··· Supplied data
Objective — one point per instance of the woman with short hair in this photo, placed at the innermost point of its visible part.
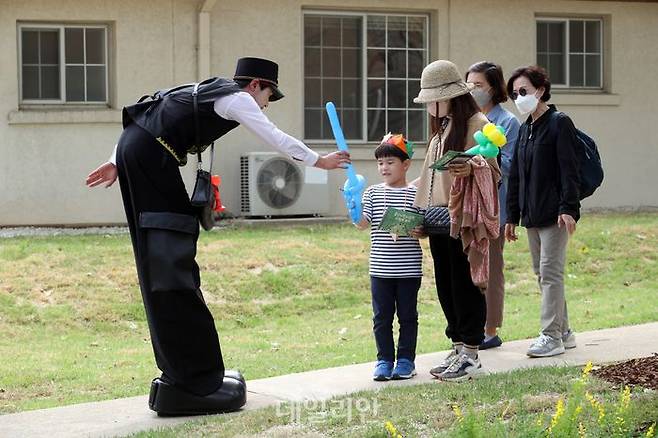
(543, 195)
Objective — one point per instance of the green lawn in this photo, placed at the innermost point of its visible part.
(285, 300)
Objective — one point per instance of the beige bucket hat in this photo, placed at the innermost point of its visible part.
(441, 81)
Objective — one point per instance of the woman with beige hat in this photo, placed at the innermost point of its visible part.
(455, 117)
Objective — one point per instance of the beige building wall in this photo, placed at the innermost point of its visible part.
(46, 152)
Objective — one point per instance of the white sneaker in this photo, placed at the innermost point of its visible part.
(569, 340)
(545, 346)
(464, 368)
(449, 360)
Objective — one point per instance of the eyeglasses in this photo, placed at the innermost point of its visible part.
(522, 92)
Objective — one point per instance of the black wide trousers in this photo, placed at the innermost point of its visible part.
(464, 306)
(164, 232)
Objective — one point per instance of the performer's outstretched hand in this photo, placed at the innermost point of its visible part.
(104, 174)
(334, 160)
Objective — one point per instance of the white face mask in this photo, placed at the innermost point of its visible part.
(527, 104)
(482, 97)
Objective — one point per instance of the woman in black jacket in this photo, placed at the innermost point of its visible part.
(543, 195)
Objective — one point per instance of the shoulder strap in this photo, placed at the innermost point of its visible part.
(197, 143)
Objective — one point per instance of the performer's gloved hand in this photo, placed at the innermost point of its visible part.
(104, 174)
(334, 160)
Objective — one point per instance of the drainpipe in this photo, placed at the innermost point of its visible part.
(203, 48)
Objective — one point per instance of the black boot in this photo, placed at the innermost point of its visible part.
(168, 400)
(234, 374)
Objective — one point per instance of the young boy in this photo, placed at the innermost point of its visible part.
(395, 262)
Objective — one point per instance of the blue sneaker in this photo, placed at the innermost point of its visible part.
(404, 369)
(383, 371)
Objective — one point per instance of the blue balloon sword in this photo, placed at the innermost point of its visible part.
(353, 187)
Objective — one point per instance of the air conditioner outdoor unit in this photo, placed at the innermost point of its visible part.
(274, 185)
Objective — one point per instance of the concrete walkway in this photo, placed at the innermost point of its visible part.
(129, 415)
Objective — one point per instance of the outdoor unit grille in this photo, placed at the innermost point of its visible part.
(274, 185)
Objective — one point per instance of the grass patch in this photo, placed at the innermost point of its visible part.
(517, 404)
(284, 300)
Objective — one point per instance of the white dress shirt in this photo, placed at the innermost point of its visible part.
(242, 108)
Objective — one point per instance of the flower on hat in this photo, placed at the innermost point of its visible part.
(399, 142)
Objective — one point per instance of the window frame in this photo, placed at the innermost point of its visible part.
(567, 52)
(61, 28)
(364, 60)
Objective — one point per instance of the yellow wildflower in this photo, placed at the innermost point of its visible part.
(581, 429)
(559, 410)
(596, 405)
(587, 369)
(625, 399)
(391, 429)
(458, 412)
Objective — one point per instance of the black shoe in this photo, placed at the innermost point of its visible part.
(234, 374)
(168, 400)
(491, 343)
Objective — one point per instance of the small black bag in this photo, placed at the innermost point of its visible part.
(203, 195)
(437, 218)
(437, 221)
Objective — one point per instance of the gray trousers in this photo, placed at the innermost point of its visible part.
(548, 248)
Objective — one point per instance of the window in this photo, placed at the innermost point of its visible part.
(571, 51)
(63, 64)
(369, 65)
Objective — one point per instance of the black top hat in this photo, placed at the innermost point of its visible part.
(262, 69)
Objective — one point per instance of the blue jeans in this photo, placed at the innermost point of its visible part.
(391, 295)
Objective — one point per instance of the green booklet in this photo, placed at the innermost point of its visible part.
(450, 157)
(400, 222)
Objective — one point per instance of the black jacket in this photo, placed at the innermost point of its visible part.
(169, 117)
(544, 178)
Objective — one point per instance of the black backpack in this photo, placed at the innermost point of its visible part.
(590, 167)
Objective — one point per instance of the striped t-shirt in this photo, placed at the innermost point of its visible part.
······
··· Supplied data
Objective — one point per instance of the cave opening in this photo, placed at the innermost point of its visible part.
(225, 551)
······
*Exercise objective*
Taking the records above, retype every line from the one with "Objective — one point per instance of the black top" down to the one with "Objective — one point per instance of the striped", exactly and with nothing else.

*Task output*
Objective — one point per instance of the black top hat in this photo, placed at the innermost point of its visible part.
(262, 69)
Objective — one point per instance of the blue jeans in this photo, placed at the innermost point of its visible part.
(391, 295)
Objective — one point per instance of the green booklet in this photo, placed at the innermost point of its visible part.
(450, 157)
(400, 222)
Objective — one point per instance of the black jacket in this photo, placed at the innermost point of its visible part.
(169, 117)
(544, 178)
Objective — one point per instance of the black backpack in this photo, placed at the innermost point of its visible part.
(590, 167)
Objective — one point per instance of the striped t-shirt in this photo, placed at the innermost point of its visible part.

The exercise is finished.